---------- Records for the task

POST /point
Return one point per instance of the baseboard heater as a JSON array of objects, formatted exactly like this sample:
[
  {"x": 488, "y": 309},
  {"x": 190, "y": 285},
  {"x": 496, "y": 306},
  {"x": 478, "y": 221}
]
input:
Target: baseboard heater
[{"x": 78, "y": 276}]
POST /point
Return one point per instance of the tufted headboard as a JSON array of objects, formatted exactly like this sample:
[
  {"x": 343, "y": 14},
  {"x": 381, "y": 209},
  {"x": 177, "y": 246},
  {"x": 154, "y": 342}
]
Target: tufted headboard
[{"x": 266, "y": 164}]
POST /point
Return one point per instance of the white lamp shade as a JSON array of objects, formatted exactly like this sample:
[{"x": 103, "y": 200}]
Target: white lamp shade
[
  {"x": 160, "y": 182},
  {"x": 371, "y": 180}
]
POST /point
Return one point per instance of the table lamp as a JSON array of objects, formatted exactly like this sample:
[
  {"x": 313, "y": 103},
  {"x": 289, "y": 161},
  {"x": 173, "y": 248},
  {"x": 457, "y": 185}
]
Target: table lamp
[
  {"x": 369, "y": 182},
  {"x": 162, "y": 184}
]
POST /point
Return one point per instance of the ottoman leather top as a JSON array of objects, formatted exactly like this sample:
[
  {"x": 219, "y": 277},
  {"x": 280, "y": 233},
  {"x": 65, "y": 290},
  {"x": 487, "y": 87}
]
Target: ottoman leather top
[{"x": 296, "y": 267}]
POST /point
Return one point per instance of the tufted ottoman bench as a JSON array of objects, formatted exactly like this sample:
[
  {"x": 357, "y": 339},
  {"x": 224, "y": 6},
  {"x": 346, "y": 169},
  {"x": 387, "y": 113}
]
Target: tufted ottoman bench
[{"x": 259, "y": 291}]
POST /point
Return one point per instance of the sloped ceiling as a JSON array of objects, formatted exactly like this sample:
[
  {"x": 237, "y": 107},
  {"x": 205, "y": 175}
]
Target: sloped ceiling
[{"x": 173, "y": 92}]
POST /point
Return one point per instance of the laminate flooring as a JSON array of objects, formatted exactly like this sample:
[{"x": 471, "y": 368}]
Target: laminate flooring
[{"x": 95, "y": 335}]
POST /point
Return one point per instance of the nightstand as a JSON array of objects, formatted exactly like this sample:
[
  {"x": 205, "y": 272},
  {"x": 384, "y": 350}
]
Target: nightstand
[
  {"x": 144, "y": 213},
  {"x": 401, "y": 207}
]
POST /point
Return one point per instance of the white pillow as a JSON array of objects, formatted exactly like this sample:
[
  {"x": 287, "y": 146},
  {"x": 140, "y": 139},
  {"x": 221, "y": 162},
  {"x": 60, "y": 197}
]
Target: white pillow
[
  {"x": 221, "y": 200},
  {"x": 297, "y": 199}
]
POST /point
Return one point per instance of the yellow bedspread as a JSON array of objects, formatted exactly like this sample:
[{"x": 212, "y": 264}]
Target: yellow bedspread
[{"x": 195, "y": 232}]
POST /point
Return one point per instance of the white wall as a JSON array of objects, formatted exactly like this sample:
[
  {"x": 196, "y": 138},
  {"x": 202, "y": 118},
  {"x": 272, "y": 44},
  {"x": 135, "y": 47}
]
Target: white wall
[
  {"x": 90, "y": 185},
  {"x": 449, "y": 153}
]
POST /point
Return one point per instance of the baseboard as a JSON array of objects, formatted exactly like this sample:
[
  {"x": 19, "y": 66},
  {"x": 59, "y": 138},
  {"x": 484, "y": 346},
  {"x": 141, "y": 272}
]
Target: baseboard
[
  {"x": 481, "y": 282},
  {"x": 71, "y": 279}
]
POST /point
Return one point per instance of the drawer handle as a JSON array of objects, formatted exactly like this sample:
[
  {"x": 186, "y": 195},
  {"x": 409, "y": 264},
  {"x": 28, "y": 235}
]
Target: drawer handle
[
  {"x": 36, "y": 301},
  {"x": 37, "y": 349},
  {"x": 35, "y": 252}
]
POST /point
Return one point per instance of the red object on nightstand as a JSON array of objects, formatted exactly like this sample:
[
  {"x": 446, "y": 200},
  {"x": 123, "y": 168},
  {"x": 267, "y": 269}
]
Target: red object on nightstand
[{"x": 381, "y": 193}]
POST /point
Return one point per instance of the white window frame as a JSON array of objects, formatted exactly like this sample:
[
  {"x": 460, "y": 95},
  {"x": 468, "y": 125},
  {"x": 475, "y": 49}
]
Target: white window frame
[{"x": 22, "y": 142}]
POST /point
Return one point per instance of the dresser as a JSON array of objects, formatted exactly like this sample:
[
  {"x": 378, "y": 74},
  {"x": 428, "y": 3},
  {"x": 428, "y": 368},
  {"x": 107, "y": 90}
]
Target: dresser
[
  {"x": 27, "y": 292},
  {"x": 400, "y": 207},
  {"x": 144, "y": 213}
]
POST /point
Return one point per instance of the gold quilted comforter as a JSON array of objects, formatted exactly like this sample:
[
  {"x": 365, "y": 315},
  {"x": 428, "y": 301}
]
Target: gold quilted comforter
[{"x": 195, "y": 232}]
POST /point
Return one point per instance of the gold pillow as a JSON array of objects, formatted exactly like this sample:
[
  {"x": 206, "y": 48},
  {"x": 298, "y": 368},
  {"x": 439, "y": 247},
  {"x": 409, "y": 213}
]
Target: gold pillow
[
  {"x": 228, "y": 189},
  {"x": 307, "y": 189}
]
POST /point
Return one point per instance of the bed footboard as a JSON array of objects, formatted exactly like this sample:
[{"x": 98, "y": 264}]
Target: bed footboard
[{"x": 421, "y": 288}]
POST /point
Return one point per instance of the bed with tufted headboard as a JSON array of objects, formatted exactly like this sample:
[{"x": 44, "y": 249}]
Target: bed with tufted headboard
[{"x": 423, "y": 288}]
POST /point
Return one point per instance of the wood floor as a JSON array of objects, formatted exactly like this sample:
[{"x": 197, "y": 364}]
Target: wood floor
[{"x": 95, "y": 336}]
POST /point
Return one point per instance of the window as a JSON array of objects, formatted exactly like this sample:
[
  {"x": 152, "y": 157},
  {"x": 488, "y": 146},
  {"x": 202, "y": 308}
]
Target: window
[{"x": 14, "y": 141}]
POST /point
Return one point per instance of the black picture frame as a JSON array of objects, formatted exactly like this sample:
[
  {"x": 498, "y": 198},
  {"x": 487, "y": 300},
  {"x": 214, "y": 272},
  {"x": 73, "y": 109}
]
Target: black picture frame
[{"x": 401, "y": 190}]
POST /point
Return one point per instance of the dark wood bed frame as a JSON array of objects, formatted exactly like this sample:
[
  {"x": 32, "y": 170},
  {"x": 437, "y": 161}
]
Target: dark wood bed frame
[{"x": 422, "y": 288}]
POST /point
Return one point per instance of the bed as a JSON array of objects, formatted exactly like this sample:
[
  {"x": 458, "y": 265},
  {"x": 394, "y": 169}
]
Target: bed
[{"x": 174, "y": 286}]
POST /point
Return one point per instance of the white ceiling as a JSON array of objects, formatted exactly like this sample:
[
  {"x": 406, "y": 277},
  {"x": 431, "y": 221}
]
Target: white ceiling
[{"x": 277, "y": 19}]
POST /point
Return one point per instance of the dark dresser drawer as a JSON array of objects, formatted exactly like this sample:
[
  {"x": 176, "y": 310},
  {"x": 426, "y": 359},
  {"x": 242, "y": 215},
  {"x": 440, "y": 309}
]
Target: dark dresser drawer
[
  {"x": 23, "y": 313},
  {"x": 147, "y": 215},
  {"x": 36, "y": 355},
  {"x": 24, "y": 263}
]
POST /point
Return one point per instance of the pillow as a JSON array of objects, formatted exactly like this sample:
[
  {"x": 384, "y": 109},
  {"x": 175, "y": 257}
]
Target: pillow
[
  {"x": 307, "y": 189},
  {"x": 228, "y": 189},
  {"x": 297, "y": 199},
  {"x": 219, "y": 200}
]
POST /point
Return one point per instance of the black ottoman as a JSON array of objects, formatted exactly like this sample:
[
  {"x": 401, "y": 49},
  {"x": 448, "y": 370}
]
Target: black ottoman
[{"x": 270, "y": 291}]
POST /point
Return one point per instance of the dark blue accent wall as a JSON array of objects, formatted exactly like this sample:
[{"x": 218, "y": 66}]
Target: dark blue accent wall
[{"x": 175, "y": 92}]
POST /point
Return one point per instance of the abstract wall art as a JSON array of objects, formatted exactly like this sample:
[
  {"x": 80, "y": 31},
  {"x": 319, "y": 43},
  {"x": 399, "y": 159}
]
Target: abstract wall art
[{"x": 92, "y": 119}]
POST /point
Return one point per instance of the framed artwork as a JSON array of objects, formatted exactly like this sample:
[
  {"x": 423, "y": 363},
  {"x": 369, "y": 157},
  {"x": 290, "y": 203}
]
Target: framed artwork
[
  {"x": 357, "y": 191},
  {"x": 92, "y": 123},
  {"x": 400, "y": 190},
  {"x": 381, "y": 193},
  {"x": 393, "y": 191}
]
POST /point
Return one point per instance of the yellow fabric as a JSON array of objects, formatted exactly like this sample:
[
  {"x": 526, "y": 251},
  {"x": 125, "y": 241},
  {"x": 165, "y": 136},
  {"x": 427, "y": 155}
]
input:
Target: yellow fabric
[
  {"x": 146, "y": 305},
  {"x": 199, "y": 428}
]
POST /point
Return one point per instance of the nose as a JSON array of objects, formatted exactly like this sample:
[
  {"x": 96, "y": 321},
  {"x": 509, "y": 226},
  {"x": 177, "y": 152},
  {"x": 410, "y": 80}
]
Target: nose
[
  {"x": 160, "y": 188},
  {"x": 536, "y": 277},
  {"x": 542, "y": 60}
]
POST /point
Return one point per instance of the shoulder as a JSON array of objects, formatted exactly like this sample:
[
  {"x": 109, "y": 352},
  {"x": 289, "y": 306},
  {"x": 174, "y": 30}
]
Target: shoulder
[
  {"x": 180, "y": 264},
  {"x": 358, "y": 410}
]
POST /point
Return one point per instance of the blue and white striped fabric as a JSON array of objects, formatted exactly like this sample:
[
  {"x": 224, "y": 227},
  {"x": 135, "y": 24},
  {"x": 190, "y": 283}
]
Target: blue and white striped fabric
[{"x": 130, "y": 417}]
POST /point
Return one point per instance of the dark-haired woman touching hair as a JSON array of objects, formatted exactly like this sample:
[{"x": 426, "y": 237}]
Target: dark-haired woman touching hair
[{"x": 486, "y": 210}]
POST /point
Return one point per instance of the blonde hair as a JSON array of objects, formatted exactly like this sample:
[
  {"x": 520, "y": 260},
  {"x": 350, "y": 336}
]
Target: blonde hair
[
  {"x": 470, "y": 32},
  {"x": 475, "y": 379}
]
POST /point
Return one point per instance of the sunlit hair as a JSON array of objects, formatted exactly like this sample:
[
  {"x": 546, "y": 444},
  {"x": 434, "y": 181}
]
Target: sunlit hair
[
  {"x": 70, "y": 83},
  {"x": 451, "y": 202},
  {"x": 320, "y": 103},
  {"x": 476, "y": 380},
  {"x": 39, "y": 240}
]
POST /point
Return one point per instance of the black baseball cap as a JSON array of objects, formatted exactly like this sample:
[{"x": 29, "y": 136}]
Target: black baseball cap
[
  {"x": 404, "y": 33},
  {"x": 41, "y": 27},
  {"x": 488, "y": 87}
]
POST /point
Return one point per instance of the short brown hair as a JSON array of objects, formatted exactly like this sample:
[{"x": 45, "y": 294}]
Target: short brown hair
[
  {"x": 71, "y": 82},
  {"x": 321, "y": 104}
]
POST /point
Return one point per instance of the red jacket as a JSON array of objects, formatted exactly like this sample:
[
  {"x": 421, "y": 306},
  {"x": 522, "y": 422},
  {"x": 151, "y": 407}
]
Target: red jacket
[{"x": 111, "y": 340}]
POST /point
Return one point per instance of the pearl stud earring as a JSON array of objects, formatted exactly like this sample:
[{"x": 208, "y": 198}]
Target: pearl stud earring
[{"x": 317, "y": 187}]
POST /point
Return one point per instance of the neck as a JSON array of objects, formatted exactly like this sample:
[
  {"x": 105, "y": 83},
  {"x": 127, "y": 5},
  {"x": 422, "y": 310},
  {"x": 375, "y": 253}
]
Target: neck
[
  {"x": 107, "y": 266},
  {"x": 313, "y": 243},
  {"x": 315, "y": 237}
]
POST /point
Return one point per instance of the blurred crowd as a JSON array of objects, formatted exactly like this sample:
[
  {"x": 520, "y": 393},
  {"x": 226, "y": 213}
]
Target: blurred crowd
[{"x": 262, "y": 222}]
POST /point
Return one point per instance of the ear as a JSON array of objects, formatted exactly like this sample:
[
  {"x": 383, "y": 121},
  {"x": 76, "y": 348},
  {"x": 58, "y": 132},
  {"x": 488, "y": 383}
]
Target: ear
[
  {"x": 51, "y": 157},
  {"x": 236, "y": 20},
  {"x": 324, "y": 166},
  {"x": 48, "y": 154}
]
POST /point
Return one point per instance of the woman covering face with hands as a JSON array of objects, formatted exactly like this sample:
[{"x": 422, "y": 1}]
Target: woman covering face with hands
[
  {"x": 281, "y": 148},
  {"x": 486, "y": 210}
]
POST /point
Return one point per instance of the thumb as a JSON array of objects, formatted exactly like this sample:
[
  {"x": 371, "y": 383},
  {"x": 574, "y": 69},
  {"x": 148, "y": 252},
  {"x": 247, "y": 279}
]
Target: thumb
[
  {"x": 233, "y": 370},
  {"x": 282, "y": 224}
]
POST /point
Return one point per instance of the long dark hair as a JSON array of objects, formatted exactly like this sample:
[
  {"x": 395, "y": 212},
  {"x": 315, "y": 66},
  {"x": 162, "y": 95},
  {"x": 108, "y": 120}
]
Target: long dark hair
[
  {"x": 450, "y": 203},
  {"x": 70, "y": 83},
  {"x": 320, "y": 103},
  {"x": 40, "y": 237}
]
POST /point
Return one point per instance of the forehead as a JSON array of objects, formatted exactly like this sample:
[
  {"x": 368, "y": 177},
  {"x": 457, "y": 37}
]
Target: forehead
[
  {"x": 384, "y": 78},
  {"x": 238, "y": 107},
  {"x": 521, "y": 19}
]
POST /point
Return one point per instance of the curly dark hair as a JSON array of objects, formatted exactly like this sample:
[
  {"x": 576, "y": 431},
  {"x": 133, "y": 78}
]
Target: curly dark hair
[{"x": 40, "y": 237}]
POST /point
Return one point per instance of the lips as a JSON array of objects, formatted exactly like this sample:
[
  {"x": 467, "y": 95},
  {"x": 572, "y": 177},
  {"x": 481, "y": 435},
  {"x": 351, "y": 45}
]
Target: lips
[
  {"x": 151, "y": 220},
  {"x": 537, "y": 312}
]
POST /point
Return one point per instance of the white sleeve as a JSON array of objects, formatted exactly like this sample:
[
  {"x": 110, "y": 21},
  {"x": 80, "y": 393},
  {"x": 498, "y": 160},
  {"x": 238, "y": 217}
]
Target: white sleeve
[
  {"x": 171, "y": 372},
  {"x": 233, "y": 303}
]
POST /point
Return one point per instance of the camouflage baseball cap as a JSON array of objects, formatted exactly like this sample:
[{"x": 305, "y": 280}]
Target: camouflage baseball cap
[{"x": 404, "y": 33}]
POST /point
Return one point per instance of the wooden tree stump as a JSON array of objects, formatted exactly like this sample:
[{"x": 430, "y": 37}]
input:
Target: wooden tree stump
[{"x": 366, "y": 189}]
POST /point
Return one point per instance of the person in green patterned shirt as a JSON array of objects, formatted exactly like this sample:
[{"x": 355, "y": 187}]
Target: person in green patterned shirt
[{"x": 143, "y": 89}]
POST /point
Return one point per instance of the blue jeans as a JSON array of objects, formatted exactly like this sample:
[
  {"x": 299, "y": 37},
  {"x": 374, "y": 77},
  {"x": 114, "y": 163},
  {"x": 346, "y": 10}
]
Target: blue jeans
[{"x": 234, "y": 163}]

--------------------

# [Task to complete]
Which lines in the data above contain the string "lips"? Pull out every one of those lines, and treat uppercase and lowercase as different.

# [Exercise solution]
Return one point per instance of the lips as a JSON array of objects, formatted exactly like this sample:
Target: lips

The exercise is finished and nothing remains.